◆ Direction A
Reproduce the section of the Florida tax passage from "Florida is one" up to and including "deemed New York-sourced.)".
◆ Direction B
Answer these questions using the Florida tax passage:
(i) How many states, Florida included, do not collect an income tax at the state level?
(ii) What is the current New York State estate exemption?
(iii) Against what kind of lawsuit does the homestead protection not protect?
◆ Direction C
Carry the passage on Florida taxes and asset protections forward from its final sentence.

◆ Given passage
####################
Florida is one of only seven states that do not collect an income tax at the state level (the other six are Alaska, Nevada, South Dakota, Texas, Washington, and Wyoming). For the wealthiest of residents, New York State’s and New York City’s combined maximum tax rate is currently 12.7%, while New Jerseyans have a maximum rate of 8.97%. The prohibition against collecting an individual income tax is part of the Florida Constitution, therefore we are not likely to see one any time soon. (Bear in mind, however, that any taxpayer deemed a nonresident of New York as a result of changing residency to Florida will continue to be taxed in New York State on any income deemed New York-sourced.)
The Sunshine State also does not collect an estate tax. Currently, the New York State estate exemption is $3,125,000— any estate exceeding that is taxed at a rate dependent on the valuation of the estate, whereas one in New Jersey with a total value of more than $675,000 is subject to the estate tax (New Jersey also has an inheritance tax). In Florida, residents do not pay estate taxes on the state level, but are only subject to Federal estate tax if the value of the estate is over the exemption limit at the time of death. A Florida resident’s estate will still be subject to a New York estate tax, however, to the extent that the decedent owned real estate or tangible personal property in New York State at the time of his or her death.
Florida also offers asset protections. Many are in fear of losing their assets to creditors, or in a lawsuit. Florida’s benefits including homestead creditor protection, which protects a state resident from losing their home if someone sues them and obtains a judgment against them. State law also provides that a judgment holder cannot force the resident to sell a homestead in order to pay off the judgment. (This protection however, does not protect against a mortgage lender lawsuit.)
####################
◆ Data
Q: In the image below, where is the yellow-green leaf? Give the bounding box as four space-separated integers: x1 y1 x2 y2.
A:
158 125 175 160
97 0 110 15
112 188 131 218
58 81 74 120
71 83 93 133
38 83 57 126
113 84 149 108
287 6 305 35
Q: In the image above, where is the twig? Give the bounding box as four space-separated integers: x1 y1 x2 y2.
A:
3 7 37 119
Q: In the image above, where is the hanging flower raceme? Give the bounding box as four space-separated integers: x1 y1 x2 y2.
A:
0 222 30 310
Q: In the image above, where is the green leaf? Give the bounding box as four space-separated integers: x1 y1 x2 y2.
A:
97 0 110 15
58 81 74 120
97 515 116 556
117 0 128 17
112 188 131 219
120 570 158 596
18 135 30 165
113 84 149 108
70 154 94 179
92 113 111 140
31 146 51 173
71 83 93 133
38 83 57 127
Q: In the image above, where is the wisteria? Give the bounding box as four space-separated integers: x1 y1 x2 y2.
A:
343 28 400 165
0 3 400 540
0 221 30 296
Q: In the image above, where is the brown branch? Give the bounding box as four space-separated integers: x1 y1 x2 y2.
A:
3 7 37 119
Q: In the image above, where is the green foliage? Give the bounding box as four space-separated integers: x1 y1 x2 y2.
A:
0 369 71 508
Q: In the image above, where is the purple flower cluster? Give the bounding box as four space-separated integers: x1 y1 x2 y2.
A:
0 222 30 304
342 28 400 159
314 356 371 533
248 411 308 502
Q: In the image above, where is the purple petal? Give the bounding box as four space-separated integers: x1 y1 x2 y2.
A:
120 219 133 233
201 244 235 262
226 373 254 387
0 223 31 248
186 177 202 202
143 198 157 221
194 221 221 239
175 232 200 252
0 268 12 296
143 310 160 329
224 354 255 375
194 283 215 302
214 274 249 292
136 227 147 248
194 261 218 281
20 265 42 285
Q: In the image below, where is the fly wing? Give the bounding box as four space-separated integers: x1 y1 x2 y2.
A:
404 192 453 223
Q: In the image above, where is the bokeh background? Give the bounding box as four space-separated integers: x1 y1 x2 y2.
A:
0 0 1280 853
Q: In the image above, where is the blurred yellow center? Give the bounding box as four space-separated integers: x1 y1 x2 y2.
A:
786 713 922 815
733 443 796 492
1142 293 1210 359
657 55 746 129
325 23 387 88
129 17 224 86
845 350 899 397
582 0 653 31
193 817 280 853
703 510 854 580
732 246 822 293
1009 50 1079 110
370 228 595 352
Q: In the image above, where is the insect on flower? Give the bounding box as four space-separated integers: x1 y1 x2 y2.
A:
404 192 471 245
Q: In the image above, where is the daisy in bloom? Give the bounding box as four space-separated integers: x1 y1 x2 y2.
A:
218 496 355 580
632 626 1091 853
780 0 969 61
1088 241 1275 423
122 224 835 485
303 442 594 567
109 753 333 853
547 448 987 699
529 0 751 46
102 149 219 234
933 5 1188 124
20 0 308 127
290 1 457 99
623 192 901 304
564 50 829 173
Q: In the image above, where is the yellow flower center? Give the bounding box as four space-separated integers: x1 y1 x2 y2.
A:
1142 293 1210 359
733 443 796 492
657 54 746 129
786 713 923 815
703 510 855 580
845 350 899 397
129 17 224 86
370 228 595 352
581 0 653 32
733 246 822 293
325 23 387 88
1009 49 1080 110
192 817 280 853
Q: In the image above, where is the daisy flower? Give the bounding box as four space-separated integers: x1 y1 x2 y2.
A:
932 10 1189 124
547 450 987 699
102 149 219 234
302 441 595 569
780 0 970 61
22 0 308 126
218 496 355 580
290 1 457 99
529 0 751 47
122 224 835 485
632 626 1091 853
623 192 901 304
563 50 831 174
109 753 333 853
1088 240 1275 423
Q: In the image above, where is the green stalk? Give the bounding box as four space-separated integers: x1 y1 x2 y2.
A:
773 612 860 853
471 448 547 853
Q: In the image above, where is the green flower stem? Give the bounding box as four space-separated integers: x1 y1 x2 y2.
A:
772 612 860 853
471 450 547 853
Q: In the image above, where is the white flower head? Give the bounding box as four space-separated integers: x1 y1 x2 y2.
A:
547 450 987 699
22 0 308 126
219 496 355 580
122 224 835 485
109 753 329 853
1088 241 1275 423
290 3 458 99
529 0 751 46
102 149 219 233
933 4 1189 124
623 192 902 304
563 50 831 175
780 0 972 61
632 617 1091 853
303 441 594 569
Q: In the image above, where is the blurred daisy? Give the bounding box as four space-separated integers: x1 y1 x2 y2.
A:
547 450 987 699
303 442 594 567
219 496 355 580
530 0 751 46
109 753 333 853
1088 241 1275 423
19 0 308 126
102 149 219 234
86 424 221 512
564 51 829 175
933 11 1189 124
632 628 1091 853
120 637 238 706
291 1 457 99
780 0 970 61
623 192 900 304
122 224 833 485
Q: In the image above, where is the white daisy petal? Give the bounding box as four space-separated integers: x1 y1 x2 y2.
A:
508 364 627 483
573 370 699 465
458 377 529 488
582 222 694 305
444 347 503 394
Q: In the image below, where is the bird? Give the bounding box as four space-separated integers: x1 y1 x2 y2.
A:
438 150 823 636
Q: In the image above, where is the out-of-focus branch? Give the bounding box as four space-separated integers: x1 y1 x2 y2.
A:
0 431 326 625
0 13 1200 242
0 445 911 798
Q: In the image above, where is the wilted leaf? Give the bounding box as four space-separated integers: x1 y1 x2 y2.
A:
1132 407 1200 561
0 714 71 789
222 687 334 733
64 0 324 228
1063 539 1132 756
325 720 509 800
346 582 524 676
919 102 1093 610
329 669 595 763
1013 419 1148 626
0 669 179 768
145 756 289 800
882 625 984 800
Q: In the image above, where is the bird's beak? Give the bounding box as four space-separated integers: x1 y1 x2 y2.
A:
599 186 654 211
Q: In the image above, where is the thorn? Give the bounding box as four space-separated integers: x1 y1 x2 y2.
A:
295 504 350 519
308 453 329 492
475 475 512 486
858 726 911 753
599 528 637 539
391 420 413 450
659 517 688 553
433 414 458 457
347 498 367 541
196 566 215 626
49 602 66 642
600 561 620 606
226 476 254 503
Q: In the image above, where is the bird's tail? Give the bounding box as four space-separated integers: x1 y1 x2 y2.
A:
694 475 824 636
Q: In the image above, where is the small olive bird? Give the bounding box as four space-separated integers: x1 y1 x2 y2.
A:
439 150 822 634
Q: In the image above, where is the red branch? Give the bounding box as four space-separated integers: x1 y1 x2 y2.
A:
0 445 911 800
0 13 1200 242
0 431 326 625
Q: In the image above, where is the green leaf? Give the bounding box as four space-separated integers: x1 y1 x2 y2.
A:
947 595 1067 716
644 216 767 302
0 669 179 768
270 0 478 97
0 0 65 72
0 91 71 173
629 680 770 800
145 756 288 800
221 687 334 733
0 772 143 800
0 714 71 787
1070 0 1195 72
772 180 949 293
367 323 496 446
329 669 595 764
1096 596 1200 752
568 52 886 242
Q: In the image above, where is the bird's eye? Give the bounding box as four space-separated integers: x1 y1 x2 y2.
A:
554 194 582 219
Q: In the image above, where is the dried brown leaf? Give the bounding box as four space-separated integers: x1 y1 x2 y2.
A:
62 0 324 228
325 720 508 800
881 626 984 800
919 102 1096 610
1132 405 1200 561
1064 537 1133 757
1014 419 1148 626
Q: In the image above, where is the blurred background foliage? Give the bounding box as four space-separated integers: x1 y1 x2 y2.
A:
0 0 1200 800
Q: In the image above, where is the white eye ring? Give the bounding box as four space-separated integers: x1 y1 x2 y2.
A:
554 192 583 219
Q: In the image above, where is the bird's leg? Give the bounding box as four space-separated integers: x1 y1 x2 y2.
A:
####################
◆ Final answer A
Florida is one of only seven states that do not collect an income tax at the state level (the other six are Alaska, Nevada, South Dakota, Texas, Washington, and Wyoming). For the wealthiest of residents, New York State’s and New York City’s combined maximum tax rate is currently 12.7%, while New Jerseyans have a maximum rate of 8.97%. The prohibition against collecting an individual income tax is part of the Florida Constitution, therefore we are not likely to see one any time soon. (Bear in mind, however, that any taxpayer deemed a nonresident of New York as a result of changing residency to Florida will continue to be taxed in New York State on any income deemed New York-sourced.)

◆ Final answer B
(i) Seven.
(ii) $3,125,000.
(iii) A mortgage lender lawsuit.

◆ Final answer C
Another protection is a type of shared ownership of property called “Tenants by the Entirety,” for real property as well as personal property. When one spouse dies; the surviving spouse immediately becomes the sole owner of the property, which passes outside of probate to the surviving spouse instead of the deceased spouse’s heirs at law under the terms of the deceased spouse’s will or revocable living trust. Such Tenants by the Entirety property is not divisible on behalf of one spouse alone, and therefore cannot be reached to satisfy the obligations of only one spouse.
Florida also offers protection of the cash value of life insurance, protection for IRAs and annuities, and protection of assets held in a properly structured business entity.
Last but not least, the Sunshine State offers property tax benefits for a primary residence. If you buy a home in Florida as your primary residence, there are two property tax benefits. First is an exemption for the first $50,000 of value for property tax purposes (there is a $25,000 exemption in certain school districts). Second, as the residence increases in value the more years it’s owned, there is a “Save Our Home” cap on annual assessments. The cap is set at the lower of 3% or the change in the Consumer Price Index.
Florida residency, then, may be an attractive option for those in New York and New Jersey, but establishing it takes more than simply owning a home there. Residency rules in the latter two states are complex and premised on concepts of domicile, statutory residence, and day count tests. With careful planning, however, the results are often savings valued in millions of dollars.
Daszkowski, Tompkins,
Weg & Carbonella CPA P.C.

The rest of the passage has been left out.